(Extrait de texte):
□ □ □ □ □ □ □

Pourtant, les services de la protection maternelle et infantile (PMI) dans les maternités, qui sont souvent les premiers interlocuteurs des futures mères, ont été fermés – c’est le cas dans mon département. C’est un relais de moins pour prévenir et dépister les détresses psychologiques prénatales.
Les familles sont souvent dépourvues de ressources face aux troubles de comportement que présente leur enfant. C’est auprès du médecin généraliste qu’elles vont alors chercher des réponses, dans la proximité. Le médecin les oriente vers les centres médico-psychologiques (CMP) et les centres médico-psycho-pédagogiques (CMPP), qui assurent une prise en charge pluridisciplinaire de qualité et couverte financièrement par l’assurance maladie et qui constituent les pièces maîtresses de la sectorisation.

□ □ □ □ □ □ □

(Liste de données):
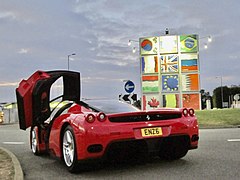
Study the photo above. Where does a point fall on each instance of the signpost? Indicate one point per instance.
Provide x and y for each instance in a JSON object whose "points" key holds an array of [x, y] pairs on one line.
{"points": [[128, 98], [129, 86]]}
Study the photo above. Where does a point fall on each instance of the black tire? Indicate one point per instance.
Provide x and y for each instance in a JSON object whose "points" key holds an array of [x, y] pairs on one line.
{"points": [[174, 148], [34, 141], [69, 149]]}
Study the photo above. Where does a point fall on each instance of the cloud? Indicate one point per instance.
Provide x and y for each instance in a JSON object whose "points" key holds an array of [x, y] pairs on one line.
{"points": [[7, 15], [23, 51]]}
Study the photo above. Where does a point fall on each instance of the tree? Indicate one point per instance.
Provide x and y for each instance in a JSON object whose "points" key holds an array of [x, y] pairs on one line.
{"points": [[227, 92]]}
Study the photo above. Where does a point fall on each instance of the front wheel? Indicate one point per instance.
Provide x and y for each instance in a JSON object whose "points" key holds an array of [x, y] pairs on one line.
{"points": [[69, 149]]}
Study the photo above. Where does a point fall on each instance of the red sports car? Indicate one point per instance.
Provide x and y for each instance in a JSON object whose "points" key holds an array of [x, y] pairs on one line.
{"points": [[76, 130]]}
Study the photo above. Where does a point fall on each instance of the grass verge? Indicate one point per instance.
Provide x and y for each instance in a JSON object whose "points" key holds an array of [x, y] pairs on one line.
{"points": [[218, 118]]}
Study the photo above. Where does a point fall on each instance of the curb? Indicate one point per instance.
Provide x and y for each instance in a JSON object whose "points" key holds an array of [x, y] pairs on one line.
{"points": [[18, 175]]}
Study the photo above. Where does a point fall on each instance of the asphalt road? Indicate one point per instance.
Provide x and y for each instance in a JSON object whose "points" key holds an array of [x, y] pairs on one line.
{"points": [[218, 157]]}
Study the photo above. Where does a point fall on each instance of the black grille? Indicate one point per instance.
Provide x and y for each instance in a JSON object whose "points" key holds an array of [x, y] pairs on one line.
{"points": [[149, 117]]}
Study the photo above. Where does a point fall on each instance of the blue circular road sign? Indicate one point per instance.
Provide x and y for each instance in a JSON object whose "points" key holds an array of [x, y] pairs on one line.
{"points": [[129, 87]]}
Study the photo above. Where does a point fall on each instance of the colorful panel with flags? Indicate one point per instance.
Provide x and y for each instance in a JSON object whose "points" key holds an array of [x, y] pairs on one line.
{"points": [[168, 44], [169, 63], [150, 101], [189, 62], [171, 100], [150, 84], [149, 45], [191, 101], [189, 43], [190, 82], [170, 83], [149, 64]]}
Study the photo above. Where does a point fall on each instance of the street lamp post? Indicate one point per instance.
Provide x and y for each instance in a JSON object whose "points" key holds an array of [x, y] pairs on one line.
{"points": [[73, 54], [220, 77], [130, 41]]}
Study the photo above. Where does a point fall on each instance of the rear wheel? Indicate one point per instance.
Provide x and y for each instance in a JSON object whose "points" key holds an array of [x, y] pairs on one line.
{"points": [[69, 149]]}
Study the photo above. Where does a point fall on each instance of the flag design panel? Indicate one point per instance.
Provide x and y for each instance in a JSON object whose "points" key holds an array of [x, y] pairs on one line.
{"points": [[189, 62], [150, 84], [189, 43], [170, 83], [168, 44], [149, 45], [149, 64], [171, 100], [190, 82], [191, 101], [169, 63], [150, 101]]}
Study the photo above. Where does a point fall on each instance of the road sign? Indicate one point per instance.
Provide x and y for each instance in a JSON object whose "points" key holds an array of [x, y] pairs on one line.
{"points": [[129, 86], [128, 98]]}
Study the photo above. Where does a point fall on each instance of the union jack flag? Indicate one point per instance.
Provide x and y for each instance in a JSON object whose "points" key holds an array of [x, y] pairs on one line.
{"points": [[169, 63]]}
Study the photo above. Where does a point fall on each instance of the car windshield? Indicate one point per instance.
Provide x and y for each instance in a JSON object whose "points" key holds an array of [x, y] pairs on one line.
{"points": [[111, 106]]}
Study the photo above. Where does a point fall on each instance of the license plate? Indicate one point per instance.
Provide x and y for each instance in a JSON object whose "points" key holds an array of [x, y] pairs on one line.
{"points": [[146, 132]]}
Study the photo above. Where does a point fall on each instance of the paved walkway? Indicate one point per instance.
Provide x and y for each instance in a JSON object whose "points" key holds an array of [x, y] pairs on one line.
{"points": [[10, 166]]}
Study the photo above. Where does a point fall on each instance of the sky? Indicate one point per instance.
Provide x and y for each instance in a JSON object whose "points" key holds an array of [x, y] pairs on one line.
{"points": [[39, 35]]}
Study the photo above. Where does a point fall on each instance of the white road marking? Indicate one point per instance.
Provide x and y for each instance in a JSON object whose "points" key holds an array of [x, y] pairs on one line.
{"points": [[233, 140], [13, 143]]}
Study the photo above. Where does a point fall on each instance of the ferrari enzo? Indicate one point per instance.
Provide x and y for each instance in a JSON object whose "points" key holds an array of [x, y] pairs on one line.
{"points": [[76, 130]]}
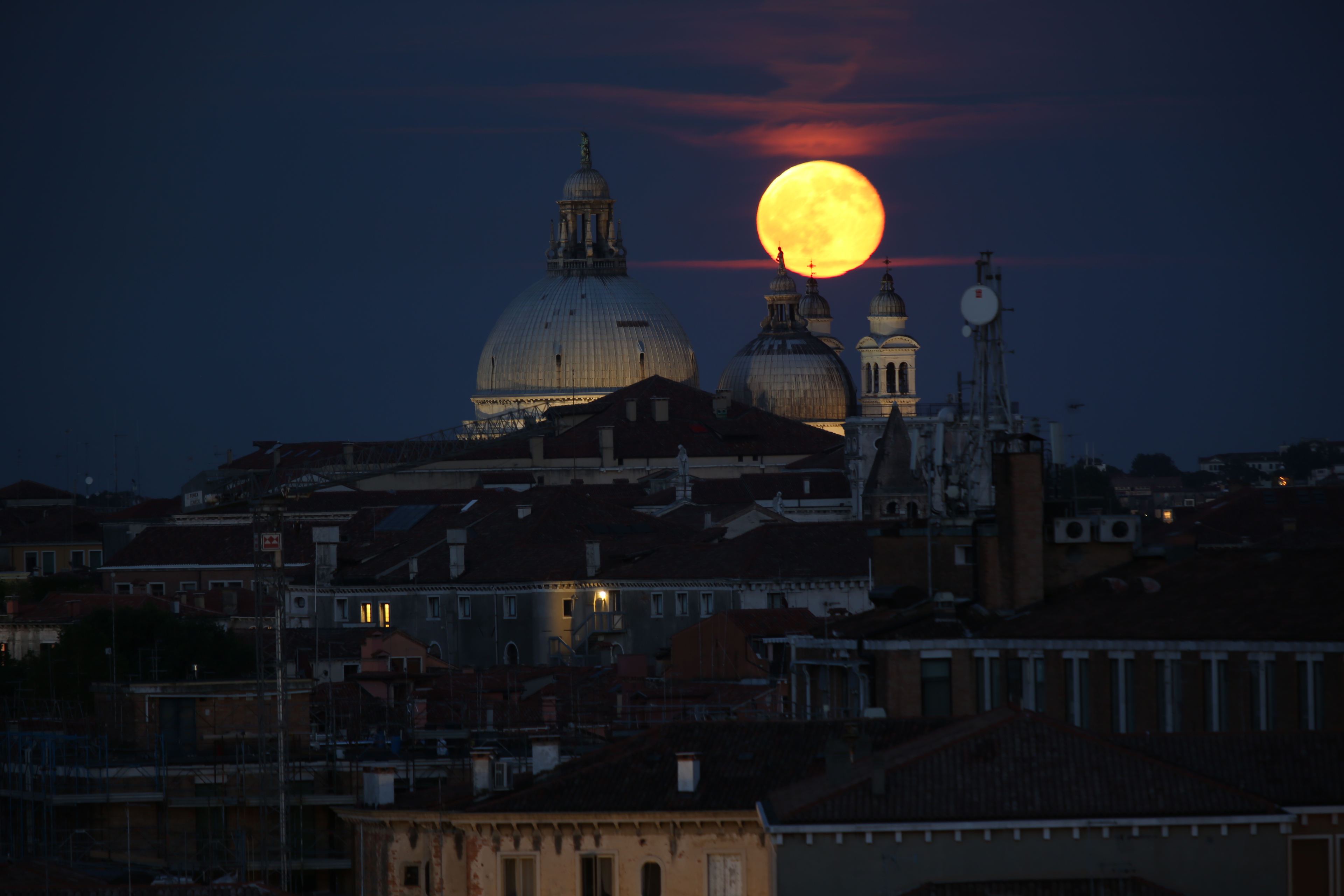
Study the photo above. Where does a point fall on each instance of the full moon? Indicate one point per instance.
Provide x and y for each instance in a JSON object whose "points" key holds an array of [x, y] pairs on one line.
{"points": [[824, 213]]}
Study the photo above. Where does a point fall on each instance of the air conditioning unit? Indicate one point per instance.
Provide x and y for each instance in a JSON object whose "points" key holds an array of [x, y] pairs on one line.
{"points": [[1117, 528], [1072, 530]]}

□ □ □ □ □ □ □

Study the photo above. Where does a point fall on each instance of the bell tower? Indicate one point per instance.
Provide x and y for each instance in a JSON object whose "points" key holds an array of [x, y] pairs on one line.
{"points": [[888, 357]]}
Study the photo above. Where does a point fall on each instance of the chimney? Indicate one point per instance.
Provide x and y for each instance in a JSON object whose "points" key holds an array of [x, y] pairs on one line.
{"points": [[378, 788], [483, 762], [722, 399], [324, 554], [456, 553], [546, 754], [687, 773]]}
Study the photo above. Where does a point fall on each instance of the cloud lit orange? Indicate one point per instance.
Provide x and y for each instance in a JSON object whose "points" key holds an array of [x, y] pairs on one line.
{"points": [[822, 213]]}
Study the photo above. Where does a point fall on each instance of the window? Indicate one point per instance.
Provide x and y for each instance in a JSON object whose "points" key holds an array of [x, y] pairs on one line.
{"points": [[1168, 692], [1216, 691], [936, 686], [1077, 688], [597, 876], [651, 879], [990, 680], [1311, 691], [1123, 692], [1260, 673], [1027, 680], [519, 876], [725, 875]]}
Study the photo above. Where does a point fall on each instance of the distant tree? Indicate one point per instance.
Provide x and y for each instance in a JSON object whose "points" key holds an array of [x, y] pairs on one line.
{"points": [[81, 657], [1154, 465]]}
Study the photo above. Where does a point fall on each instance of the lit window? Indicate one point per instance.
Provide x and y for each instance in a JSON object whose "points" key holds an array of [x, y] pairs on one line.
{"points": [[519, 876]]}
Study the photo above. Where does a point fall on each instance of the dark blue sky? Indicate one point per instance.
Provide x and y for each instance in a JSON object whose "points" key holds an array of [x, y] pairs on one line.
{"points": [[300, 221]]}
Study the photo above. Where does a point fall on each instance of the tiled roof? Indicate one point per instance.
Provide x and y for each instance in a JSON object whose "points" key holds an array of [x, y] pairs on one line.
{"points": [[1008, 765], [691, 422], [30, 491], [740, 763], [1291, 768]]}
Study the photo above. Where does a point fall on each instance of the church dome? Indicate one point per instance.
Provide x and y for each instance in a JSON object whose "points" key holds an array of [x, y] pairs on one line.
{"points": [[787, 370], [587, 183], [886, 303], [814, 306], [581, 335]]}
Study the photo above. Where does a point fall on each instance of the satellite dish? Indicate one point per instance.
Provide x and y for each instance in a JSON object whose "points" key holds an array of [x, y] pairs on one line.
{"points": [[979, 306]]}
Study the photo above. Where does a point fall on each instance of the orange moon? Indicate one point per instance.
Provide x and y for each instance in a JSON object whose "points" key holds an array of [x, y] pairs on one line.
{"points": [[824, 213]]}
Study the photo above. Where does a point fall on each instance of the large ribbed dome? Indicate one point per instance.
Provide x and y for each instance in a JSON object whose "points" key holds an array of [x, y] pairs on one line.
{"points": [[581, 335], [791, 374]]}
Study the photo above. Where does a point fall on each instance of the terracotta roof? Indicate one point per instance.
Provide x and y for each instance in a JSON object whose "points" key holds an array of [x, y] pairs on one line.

□ □ □ □ □ □ □

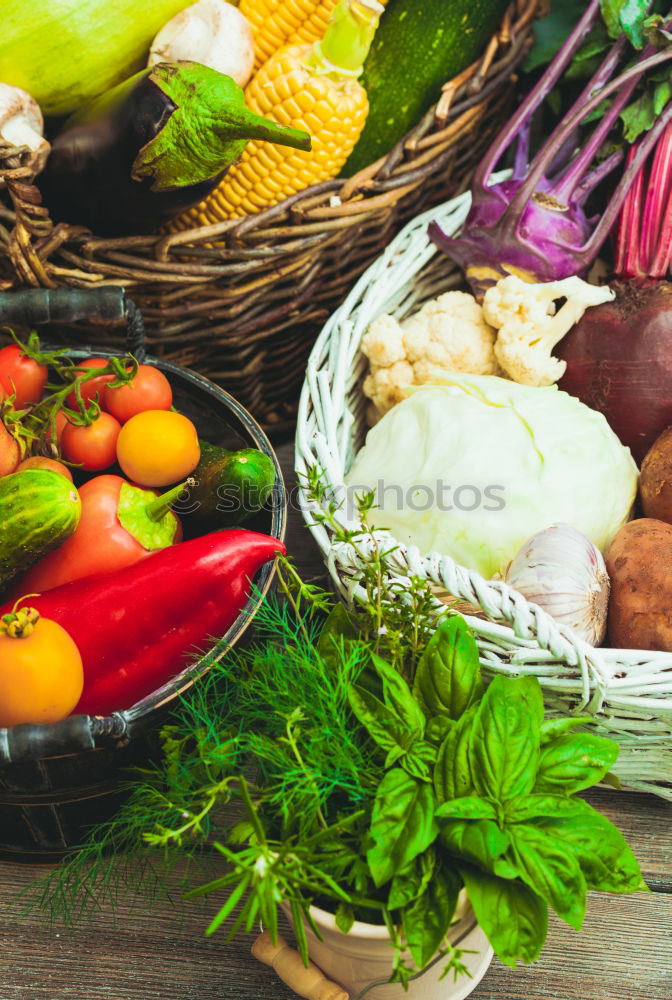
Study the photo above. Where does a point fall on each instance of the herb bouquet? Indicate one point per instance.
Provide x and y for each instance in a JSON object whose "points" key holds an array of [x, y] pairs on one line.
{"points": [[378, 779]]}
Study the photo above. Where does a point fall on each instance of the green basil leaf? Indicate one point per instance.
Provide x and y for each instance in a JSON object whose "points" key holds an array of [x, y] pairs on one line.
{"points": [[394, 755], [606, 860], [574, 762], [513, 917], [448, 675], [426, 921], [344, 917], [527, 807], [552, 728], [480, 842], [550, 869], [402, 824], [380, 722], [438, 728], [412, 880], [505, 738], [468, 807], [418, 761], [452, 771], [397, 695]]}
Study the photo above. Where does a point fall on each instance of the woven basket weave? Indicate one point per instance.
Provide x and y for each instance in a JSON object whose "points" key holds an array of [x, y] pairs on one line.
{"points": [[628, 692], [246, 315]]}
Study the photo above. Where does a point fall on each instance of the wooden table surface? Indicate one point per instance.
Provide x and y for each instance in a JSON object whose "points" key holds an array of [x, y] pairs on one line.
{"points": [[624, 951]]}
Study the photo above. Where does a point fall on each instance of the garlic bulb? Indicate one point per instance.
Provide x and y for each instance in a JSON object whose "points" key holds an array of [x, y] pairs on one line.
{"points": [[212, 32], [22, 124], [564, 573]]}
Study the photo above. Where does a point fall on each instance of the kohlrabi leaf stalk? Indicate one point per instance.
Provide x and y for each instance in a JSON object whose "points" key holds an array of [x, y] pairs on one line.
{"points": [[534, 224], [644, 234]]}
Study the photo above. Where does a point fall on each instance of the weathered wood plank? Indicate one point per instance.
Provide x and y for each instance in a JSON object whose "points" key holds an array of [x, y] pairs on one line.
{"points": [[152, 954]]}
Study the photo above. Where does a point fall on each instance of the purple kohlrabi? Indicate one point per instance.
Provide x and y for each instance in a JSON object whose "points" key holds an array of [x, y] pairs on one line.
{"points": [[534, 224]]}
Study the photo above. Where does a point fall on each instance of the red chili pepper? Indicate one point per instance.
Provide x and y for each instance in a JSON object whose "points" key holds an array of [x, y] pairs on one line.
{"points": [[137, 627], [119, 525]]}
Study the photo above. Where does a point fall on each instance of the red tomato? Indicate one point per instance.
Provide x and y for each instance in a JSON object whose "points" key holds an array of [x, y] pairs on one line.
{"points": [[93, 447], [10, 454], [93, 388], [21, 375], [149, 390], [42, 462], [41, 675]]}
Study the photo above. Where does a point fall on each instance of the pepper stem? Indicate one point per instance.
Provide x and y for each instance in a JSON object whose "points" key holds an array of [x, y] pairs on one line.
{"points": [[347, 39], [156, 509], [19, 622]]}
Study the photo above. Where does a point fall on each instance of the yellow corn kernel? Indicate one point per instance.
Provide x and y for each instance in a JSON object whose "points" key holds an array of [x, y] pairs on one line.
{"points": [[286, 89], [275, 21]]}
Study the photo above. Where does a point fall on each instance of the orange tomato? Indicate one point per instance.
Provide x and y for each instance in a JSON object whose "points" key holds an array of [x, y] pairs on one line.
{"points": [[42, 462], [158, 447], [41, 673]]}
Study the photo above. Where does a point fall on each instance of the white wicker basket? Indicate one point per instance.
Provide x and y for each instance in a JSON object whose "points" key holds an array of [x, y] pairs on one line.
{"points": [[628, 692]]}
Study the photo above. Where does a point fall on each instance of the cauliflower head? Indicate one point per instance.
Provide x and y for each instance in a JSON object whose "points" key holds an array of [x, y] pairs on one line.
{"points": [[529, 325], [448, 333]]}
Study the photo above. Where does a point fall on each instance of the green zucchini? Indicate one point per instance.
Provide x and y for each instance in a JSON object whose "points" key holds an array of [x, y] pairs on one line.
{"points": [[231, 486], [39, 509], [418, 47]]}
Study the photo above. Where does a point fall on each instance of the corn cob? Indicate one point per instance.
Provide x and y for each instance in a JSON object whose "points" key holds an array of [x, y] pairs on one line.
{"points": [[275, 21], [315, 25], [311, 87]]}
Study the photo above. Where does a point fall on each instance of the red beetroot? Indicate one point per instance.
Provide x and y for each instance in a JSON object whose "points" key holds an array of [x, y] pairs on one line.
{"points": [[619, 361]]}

□ □ □ □ □ □ □

(Problème à résoudre):
D'après l'extrait de texte, vers quels centres le médecin généraliste oriente-t-il les familles?

(Résultat obtenu):
Vers les centres médico-psychologiques (CMP) et les centres médico-psycho-pédagogiques (CMPP).